**WORK REQUEST:**
Could you repeat the records shown below exactly as written?

**STORED DATA:**
▼

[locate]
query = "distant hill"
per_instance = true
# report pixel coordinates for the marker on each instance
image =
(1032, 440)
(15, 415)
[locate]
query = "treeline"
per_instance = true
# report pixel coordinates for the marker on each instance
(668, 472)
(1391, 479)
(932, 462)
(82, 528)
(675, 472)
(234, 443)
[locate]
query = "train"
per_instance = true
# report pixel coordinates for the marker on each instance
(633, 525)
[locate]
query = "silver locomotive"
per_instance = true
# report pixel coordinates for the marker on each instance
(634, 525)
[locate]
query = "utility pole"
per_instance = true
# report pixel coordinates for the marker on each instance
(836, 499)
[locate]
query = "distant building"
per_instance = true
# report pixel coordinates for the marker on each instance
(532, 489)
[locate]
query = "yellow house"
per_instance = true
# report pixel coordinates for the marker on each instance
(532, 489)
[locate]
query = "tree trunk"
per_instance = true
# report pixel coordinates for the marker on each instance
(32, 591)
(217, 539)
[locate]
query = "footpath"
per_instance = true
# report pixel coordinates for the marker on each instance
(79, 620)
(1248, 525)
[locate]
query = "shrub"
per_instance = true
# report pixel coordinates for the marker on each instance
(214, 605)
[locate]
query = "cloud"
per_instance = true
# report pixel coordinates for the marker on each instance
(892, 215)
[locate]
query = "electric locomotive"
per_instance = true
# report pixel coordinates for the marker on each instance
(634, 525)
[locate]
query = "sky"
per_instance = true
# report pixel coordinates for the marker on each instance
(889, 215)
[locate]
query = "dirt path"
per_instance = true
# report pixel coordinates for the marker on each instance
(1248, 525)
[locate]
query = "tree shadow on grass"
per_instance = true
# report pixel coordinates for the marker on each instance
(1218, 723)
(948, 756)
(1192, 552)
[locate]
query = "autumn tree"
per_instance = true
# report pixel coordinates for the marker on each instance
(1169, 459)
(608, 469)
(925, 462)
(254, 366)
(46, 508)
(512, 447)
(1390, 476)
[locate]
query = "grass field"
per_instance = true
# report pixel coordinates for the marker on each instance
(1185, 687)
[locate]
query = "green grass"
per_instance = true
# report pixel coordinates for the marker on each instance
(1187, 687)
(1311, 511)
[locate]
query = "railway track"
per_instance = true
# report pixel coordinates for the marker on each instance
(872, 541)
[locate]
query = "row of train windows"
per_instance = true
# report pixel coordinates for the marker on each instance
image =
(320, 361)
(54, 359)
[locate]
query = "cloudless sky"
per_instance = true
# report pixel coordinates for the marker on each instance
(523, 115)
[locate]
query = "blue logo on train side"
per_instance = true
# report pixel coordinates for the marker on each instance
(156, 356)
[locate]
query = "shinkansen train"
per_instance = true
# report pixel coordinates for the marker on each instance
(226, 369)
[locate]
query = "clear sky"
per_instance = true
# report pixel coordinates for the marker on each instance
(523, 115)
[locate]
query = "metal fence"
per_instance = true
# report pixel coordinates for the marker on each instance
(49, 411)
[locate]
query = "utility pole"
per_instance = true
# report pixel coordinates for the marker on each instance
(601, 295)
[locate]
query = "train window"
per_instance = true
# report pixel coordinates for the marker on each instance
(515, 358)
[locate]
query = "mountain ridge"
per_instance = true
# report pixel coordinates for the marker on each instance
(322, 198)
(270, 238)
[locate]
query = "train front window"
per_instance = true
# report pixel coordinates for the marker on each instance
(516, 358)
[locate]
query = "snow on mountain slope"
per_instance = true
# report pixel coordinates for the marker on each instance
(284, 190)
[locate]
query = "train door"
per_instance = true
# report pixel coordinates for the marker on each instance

▲

**OUTPUT FOR THIS EXERCISE:**
[locate]
query = "distant hill"
per_instance = true
# report pixel coordinates for the marker on each instance
image =
(1032, 440)
(15, 415)
[locate]
query = "treeline"
per_instance = true
# report pixel coordinates for the marker on each instance
(668, 472)
(1391, 479)
(932, 462)
(82, 528)
(675, 472)
(234, 443)
[locate]
query = "train"
per_instance = true
# report pixel coordinates for the marker on each instance
(633, 525)
[locate]
query = "silver locomotive"
per_instance = true
# report pixel coordinates for the marker on each instance
(634, 525)
[locate]
query = "utility pole"
per_instance = true
# report pixel coordinates for the marker on each instance
(836, 499)
[locate]
query = "distant building"
per_instance = true
# report pixel coordinates for the marker on each instance
(532, 489)
[locate]
query = "yellow house"
per_instance = true
# report pixel coordinates for the marker on each instance
(532, 489)
[locate]
query = "tree trunk"
per_instance = true
# report pixel coordinates for the marker on each instance
(32, 591)
(217, 539)
[locate]
query = "footpath"
per_instance = true
# report pixel coordinates for the marker on each instance
(79, 620)
(1248, 525)
[locate]
query = "shrub"
per_instance = true
# report pixel coordinates for the marker on each instance
(214, 605)
[locate]
query = "cloud"
per_instance = true
# report pixel coordinates for the marker on each instance
(892, 215)
[locate]
query = "electric locomotive"
per_instance = true
# report pixel coordinates for the marker on each instance
(634, 525)
[locate]
query = "sky"
per_instance = true
# report pixel coordinates for the marker on each instance
(889, 215)
[locate]
query = "dirt path"
per_instance = true
# report pixel coordinates for the marker on each instance
(1248, 525)
[locate]
query = "tree shadow on grass"
per_instance = true
# report pixel coordinates for the marker on each instance
(1218, 723)
(948, 756)
(1192, 552)
[locate]
query = "autumn tree"
per_instance = true
# report pixel coordinates for the marker on each instance
(1169, 459)
(608, 469)
(925, 462)
(254, 366)
(46, 508)
(512, 447)
(1390, 476)
[locate]
query = "grass field"
per_instance = true
# report pixel coordinates for the marker on each instance
(1185, 687)
[locate]
query = "green grass"
per_instance = true
# report pixel coordinates for the marker on each instance
(1187, 687)
(1311, 511)
[locate]
query = "railway track"
per_instance = true
# report pixel coordinates for the marker on each instance
(872, 541)
[locate]
query = "row of train windows"
per_instance = true
# report pixel coordinates for the marker on each instance
image =
(320, 361)
(54, 359)
[locate]
query = "cloudless sky"
per_instance = true
# report pixel coordinates for the marker on each instance
(523, 115)
[locate]
query = "blue logo on train side"
per_instance = true
# report pixel coordinates for the marker on each instance
(156, 356)
[locate]
query = "shinkansen train"
per_instance = true
# report pixel coordinates for the marker on each instance
(226, 369)
[locate]
query = "clear sky"
per_instance = true
# report pixel coordinates for the marker on each instance
(523, 115)
[locate]
query = "metal fence"
per_instance = true
# report pixel coordinates for the marker on each instance
(49, 411)
[locate]
query = "utility pole"
per_instance = true
# report pixel coordinates for the marker on each instance
(601, 295)
[locate]
query = "train window"
per_instance = true
# report pixel coordinates for the marker on each instance
(515, 358)
[locate]
query = "mountain ridge"
per_instance = true
# report pixel coordinates for the marker on each instance
(322, 198)
(270, 238)
[locate]
query = "train front window"
per_instance = true
# report pixel coordinates for the marker on each instance
(516, 358)
[locate]
query = "snow on mountain slope"
per_instance = true
# report pixel coordinates for the marker on each instance
(284, 190)
[locate]
query = "train door"
per_instance = true
# report pixel coordinates for the marker on each instance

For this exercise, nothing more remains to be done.